--- Exercise description ---
Extend the passage on shape and trajectory models for tracking objects, starting right after its final sentence.

This effectively groups together pixels which maintain a strong
spatial dependence over time, keeping the definition as an object
as the group of pixel data is tracked. The primary purpose of the
shape model is to capture this spatial dependency between pixels
corresponding to the same object. A novel method of modeling for
representing these spatial dependencies has been developed, using a
dynamic type of stochastic occupancy grid. This provides
persistence for an object, once defined as such, that allows the
object to separated from all other captured data and tracked in
real time.
[0069] The trajectory model classifies objects within a captured
data set to provide a directional representation for captured data
objects. This produces an ability to track object position and
velocity throughout the data set, producing a full probability
distribution for identified objects within the captured
dataset.

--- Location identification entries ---
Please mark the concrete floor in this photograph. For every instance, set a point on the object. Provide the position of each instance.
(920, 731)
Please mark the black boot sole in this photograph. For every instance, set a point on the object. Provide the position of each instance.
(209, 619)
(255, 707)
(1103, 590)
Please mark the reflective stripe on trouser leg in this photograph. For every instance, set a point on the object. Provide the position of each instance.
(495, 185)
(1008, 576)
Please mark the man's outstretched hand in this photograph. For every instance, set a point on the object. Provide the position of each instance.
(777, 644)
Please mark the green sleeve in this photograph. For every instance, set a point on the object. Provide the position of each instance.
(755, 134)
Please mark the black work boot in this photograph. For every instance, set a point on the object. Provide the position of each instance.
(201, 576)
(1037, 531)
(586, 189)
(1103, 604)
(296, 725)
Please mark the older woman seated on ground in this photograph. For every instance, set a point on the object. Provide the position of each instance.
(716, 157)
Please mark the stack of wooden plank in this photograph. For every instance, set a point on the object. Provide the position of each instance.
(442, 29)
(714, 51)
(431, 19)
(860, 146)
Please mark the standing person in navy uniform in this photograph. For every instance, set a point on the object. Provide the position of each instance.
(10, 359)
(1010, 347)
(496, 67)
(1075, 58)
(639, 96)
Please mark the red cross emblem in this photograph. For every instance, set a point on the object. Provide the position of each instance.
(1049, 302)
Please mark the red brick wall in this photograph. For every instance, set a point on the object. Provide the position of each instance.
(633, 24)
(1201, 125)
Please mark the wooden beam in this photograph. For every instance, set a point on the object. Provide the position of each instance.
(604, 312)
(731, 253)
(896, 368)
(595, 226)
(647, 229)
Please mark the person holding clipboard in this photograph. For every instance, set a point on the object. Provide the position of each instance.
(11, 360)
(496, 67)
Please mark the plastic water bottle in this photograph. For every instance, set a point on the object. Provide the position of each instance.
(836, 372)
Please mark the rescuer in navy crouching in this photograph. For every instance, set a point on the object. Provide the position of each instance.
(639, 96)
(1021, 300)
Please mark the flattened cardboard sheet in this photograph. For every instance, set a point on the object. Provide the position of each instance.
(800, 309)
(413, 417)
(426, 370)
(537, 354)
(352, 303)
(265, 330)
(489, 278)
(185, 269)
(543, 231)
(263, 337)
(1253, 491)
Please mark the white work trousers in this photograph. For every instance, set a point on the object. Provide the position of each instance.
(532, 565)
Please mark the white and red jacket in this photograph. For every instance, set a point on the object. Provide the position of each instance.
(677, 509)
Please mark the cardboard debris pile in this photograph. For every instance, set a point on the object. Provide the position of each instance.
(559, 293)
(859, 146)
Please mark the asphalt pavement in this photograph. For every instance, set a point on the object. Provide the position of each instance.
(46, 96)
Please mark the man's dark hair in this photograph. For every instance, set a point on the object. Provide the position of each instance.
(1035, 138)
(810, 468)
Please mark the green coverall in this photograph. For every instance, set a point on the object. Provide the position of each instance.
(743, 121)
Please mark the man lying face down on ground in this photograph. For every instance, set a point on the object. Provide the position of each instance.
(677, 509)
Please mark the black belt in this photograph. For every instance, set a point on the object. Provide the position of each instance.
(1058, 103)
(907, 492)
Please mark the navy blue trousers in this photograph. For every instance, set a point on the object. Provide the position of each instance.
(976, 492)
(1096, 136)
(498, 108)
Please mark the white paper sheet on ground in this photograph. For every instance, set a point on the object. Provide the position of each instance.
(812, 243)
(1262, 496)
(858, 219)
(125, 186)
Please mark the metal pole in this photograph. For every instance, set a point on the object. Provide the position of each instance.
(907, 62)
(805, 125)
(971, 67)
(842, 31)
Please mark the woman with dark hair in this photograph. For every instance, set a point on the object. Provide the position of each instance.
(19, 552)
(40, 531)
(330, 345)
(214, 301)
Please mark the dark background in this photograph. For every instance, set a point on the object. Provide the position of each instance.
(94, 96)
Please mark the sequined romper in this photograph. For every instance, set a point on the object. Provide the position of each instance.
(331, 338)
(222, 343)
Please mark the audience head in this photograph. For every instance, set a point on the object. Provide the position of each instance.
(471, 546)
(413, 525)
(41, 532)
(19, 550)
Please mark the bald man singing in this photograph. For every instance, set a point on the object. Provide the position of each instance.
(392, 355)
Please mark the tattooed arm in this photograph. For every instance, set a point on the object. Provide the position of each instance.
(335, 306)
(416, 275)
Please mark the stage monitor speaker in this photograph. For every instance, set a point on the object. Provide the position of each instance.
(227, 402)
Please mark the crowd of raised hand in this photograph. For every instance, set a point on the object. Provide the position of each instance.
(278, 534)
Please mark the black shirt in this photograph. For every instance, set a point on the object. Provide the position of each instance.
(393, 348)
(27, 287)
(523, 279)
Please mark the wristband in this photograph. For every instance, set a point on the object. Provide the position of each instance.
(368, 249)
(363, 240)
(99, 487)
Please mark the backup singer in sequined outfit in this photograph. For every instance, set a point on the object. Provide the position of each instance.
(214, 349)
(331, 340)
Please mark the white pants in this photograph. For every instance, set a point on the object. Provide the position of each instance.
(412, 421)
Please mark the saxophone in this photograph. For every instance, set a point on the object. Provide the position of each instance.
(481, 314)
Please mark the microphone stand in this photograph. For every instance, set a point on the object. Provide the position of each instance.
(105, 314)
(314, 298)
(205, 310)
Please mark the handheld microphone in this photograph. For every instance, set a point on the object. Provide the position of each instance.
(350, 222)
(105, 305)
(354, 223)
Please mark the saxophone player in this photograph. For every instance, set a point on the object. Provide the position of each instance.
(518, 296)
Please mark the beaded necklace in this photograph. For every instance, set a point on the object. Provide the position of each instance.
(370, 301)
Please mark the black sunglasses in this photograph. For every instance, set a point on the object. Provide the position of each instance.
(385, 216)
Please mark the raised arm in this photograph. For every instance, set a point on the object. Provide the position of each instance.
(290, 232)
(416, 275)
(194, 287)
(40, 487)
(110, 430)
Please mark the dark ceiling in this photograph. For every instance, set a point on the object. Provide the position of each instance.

--- Answer to the problem ---
[0070] The color, shape, and trajectory models are combined into a
unified group to provide an accurate measure of the position and
motion of observed objects within the captured dataset. This
translates into real world identification of objects, and tracking
of objects in real time, as well as providing a predictive forecast
for future positioning of identified objects. In addition, because
a history of the captured data is retained for each of the model
types, if a predicted position turns out to be in error when a new
data capture from the sensor suite is processed, the tracking
system may review the history of the color, shape, and trajectory
models for each object and re-acquire any lost objects. This
capability reduces dropped or lost objects and provides for more
robust tracking capability for all identified objects.
[0071] While certain illustrative embodiments have been described,
it is evident that many alternatives, modifications, permutations
and variations will become apparent to those skilled in the art in
light of the description.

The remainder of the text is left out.